* [Stated problem] Please copy out all of the entries below word for word, keeping every line in its original order.

* [Record set]
---*---
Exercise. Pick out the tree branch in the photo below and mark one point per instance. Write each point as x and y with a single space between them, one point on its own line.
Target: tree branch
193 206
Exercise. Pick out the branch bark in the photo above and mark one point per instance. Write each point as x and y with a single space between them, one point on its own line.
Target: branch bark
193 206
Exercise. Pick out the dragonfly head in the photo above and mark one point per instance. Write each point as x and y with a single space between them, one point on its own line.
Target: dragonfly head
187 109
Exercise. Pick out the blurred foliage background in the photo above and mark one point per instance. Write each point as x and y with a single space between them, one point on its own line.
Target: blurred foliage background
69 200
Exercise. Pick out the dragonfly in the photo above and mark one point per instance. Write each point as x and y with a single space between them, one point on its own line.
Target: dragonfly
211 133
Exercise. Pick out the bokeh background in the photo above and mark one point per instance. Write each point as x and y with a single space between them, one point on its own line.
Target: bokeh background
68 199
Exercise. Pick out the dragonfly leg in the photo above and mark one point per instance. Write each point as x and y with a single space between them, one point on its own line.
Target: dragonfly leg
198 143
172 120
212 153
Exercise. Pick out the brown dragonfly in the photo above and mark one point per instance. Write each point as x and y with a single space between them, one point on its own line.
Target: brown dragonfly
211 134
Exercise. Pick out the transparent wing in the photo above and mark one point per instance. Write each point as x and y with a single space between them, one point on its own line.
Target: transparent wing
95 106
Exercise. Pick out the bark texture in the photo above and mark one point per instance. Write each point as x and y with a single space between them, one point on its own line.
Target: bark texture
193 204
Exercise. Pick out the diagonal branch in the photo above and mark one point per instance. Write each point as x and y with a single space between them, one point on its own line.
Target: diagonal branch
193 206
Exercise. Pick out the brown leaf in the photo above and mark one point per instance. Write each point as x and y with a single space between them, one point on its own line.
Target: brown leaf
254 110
---*---
* [Answer in full]
Exercise. Pick out the tree branch in the photo below and mark one point per instance. Write each point as x and y with a single space between them, one point on its own line.
Target: tree branch
193 206
Exercise. Pick out the branch bark in the photo above and mark one point per instance. Write each point as x and y with a single space between them, one point on its own line.
Target: branch bark
193 206
Exercise. Pick out the dragonfly head in the photo above and mark one point per instance. Write each point as x and y with a single space between them, one point on its own line.
Target: dragonfly head
187 109
Exercise. Pick out the blurred foliage background in the photo above and mark one point per instance. Write each point as x and y with a single space between them, one point on its own line.
Target: blurred foliage background
69 200
Exercise. Pick out the dragonfly in the photo above and mark one point per instance. Write each point as x and y with a single space between them, one point on its own line.
Target: dragonfly
211 133
Exercise. Pick out the bokeh background in the photo above and mark one point per instance. Write each point as x and y with a single space between them, one point on its own line.
Target: bokeh background
68 199
Exercise. Pick out the dragonfly leg in the photo above and mark one point per instance. Write each point as x and y with a single space between them, one point on its own line.
Target: dragonfly leg
198 143
172 120
212 153
Exercise. Pick out the brown dragonfly in the photo above and mark one point per instance. Write each point as x and y with a single space between them, one point on its own line.
Target: brown dragonfly
211 134
Exercise. Pick out the transparent wing in the photo above and mark one point per instance. Write each point as x and y with a single space between them, one point on its own line.
Target: transparent wing
95 106
Exercise. Pick out the bark texture in the photo above and mark one point per instance. Write each point as x and y with a single space between them, one point on its own line.
Target: bark texture
193 204
Exercise. Pick out the diagonal branch in the photo above and mark one point per instance. Write each point as x and y with a single space between them, one point on its own line.
Target: diagonal branch
193 206
Exercise. Pick out the brown leaf in the photo above and mark one point per instance. Write each point as x and y with a single space between them, one point on its own line.
Target: brown leaf
254 110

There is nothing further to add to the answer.